== Text passage ==
Weakness vs Sensitivity

Understanding Weakness vs. Sensitivity in Proximal Hamstring Tendinopathy

Introduction: Welcome to the podcast episode about overcoming proximal hamstring tendinopathy. In this episode, we will delve into a critical aspect of managing this condition – understanding the difference between weakness and sensitivity. Whether you’re an athlete or not, this podcast aims to educate and empower you on the journey to recovery. So let’s dive into the topic of weakness versus sensitivity in the context of proximal hamstring tendinopathy.

The Host: Brodie Sharp

  • Host of the Run Smarter podcast.
  • Online physiotherapist and recreational athlete.
  • A chronic proximal hamstring tendinopathy battler.

Recovery Expectations and Setbacks: Before we explore weakness versus sensitivity, it’s crucial to understand the relationship between recovery expectations and setbacks. Setbacks, often in the form of flare-ups, are common during the recovery process. This episode will help you comprehend these setbacks and how to navigate them effectively.

Weakness vs. Sensitivity: An Example

To illustrate the difference between weakness and sensitivity, let’s consider an example. Imagine someone recovering from an injury, such as plantar fasciitis, and they have successfully built up their strength and tolerance over several months, reaching a point where they can run 10 kilometers comfortably.

== Exercise description ==
Answer these questions from the hamstring tendinopathy text.
(a) What is the name of the podcast that Brodie Sharp hosts?
(b) In what form do setbacks often come during recovery?
(c) In the example, how far can the person recovering from an injury run comfortably?
Nothing in the entries is needed here.

== Data excerpts ==
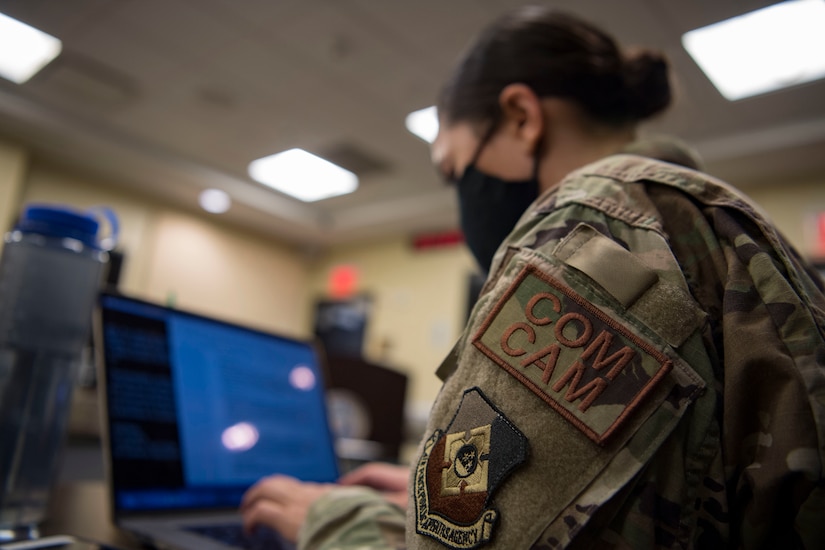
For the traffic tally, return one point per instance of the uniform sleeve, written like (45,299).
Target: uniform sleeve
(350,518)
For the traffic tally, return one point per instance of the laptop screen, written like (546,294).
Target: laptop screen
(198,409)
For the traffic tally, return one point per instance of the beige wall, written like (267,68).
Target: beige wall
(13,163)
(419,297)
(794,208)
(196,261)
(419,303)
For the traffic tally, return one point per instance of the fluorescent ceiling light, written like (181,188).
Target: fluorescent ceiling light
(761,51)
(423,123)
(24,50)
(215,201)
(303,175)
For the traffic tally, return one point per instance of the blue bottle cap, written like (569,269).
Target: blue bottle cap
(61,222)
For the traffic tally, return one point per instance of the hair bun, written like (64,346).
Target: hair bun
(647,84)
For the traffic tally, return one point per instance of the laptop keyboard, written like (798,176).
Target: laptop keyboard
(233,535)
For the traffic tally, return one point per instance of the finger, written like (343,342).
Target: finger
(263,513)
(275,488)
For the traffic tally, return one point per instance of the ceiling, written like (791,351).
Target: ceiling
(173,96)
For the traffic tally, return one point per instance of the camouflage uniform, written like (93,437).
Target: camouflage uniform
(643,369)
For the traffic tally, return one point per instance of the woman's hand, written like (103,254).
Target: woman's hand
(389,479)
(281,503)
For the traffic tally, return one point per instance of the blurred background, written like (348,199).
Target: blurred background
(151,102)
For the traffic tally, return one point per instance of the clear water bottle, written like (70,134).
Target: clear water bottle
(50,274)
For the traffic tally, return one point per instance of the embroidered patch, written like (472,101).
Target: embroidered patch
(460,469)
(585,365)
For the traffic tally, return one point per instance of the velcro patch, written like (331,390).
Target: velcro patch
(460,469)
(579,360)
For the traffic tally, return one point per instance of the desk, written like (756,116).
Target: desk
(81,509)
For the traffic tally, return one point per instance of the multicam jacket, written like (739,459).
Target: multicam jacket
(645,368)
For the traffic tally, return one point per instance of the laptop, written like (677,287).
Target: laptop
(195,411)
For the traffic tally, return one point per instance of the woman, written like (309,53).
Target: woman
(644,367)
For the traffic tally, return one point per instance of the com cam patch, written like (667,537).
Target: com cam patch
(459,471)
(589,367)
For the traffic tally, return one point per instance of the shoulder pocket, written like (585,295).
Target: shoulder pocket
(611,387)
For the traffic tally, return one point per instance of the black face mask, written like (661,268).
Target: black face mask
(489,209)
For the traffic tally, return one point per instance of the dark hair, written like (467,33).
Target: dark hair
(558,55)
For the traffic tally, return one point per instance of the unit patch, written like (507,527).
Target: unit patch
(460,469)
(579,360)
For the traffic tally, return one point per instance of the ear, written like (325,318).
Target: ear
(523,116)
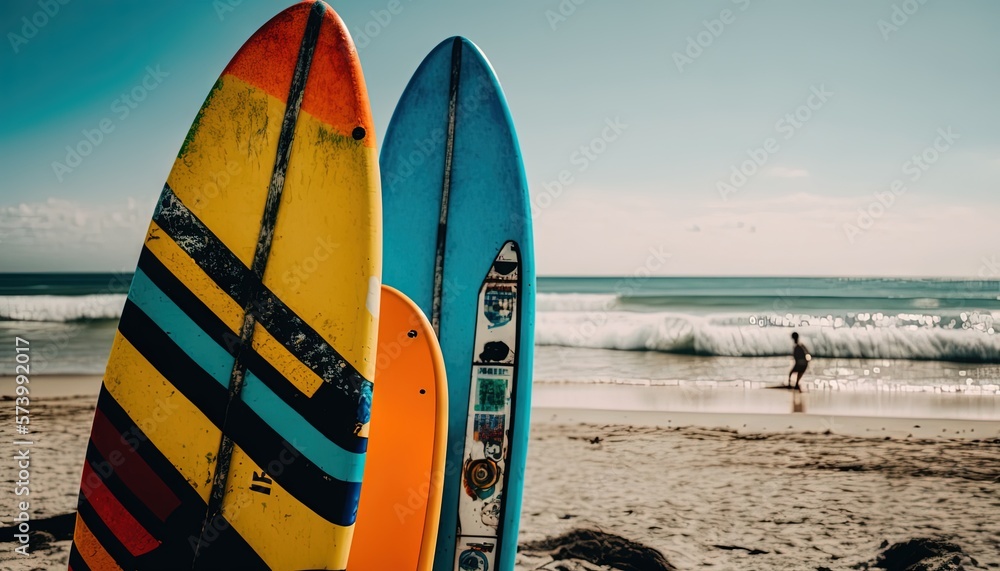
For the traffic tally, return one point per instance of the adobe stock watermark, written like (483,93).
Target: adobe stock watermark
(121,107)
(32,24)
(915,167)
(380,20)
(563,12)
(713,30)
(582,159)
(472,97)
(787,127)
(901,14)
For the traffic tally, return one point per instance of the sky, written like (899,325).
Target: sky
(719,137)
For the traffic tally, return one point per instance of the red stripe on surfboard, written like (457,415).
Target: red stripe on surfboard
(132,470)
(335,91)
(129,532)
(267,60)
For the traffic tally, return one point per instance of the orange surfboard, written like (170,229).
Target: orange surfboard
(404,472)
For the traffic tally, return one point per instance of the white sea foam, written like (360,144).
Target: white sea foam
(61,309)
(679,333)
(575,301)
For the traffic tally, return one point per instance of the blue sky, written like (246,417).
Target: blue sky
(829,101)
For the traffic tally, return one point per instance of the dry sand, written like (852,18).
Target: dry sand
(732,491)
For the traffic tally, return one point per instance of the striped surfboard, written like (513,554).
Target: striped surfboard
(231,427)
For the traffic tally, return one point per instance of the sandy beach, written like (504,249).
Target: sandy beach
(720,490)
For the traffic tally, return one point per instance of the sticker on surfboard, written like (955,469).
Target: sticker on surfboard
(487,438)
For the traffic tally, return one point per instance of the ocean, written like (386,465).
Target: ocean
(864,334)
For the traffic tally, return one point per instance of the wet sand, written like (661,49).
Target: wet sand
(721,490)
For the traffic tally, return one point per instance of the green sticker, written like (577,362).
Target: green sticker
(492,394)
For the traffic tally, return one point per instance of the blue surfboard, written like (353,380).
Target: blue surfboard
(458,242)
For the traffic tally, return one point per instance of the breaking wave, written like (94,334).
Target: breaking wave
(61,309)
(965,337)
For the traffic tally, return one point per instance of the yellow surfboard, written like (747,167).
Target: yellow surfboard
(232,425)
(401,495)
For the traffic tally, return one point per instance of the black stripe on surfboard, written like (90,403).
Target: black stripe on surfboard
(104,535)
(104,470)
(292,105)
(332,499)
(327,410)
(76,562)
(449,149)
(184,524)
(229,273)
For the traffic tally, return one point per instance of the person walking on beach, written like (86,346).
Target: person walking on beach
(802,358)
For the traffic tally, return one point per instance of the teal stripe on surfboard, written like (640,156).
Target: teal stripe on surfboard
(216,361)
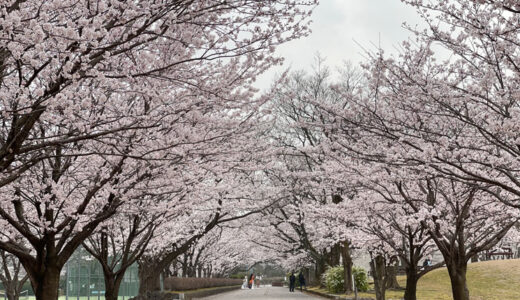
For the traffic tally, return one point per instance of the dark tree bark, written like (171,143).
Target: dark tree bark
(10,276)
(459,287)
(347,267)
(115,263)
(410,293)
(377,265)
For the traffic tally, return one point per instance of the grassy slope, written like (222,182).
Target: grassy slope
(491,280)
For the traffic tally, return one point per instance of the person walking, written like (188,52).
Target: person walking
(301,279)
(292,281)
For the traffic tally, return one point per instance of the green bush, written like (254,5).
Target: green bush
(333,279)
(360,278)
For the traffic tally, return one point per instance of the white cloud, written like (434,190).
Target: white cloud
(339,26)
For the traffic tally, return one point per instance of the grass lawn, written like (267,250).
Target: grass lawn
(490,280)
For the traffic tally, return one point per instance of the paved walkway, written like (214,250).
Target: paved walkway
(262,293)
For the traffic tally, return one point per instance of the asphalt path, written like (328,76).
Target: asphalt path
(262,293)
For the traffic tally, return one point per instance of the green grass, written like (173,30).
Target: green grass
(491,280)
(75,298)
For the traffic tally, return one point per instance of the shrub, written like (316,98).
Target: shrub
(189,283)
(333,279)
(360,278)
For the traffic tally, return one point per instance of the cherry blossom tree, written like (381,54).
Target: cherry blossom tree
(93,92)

--

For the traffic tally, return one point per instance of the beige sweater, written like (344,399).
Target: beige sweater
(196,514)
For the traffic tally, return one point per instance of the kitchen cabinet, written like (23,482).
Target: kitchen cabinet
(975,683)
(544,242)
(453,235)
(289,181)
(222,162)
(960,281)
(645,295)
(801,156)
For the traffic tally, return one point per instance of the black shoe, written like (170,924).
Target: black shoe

== Task answer ==
(a) The Run Smarter podcast.
(b) Flare-ups.
(c) 10 kilometers.